CONSIGNE –
Recopiez, dans l’extrait sur le libre-échange ci-dessous, le passage qui va de « Il est donc » jusqu’à « de protection sociale. » inclus.

EXTRAIT SOURCE –
---------------
Il faut apporter des solutions conformes à ces exigences et refuser l’intrusion du fait culturel ethnique ou religieux dans la politique républicaine, comme nous pouvons le lire dans certains discours tant de l’extrême droite, de la droite, des socio-libéraux ou des gauchistes culturels et communautaristes.

Il est donc indispensable de rappeler que l’accélération du processus de marchandisation et de privatisation des activités humaines démarrédans la phase précédente, dite de la mondialisation néolibérale (à partir du milieu des années 70)
la ponction de 10 points de PIB, en un quart de siècle, dans la part des richesses produites au détriment du monde du travail(revenus du travail + cotisations sociales) et pour abonder la rémunération des actionnaires et le développement des économies parallèles par la concurrence des systèmes de protection sociale en vue de les privatiser et de les harmoniser par le bas.
La priorité doit consister à engager la résistance et à combattre avec efficacité toutes les concurrences entre systèmes de protection sociale.
Il faut donc combattre, contrairement à ce que proposent les gauchistes culturels et communautaristes, les quatre types de libre-échange : celui des capitaux, celui des services, celui des produits agricoles et manufacturés, celui de la force de travail.
Ainsi, aujourd’hui, le libre-échange des diplômés aboutit à une fuite des cerveaux des pays d’émigration et constitue un véritable pillage des pays pauvres au bénéfice des pays riches. Les mouvements internes aggravent le pillage des zones rurales par les zones urbaines et du secteur public par le secteur privé. Ce libre échange ruine les efforts de formation dans des domaines sensibles tels que la santé et l’éducation.
---------------
EXTRAIT DES DONNÉES –

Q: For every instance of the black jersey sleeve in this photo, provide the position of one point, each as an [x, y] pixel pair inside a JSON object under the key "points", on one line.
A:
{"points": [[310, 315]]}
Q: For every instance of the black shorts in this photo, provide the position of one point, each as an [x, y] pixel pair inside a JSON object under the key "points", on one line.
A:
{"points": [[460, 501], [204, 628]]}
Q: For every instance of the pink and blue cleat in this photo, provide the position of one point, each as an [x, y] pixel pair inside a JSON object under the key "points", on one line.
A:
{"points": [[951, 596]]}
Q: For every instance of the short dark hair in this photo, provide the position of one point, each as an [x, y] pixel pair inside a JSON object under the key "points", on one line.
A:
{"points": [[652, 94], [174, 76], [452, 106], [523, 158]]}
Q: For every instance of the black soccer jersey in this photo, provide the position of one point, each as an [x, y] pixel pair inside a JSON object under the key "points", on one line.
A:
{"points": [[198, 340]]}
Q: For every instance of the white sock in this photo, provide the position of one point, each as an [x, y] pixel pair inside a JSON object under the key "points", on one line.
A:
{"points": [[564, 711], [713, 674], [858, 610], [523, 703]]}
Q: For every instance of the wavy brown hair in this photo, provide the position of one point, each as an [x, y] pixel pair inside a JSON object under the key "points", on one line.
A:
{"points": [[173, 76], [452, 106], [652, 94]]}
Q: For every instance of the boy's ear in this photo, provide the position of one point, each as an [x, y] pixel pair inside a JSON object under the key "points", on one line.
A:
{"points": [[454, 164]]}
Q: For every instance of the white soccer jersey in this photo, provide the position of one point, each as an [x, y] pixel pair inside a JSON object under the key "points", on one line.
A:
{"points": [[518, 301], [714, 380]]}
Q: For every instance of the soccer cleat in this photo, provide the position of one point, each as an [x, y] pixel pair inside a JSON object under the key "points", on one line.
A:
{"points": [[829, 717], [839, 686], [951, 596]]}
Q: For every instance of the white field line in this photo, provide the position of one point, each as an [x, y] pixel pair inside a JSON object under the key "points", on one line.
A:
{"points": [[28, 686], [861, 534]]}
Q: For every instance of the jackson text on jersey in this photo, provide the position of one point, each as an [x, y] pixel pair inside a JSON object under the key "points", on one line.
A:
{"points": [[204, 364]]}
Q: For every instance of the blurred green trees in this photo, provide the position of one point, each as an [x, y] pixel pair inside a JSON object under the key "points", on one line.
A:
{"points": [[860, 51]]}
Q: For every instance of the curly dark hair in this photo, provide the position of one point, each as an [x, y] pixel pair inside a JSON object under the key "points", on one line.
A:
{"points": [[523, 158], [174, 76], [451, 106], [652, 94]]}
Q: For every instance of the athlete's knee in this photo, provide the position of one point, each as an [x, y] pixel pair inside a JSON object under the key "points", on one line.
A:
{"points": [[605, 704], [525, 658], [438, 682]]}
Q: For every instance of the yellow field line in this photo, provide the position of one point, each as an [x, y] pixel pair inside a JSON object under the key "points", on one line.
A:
---------------
RÉPONSE ATTENDUE –
Il est donc indispensable de rappeler que l’accélération du processus de marchandisation et de privatisation des activités humaines démarrédans la phase précédente, dite de la mondialisation néolibérale (à partir du milieu des années 70)
la ponction de 10 points de PIB, en un quart de siècle, dans la part des richesses produites au détriment du monde du travail(revenus du travail + cotisations sociales) et pour abonder la rémunération des actionnaires et le développement des économies parallèles par la concurrence des systèmes de protection sociale en vue de les privatiser et de les harmoniser par le bas.
La priorité doit consister à engager la résistance et à combattre avec efficacité toutes les concurrences entre systèmes de protection sociale.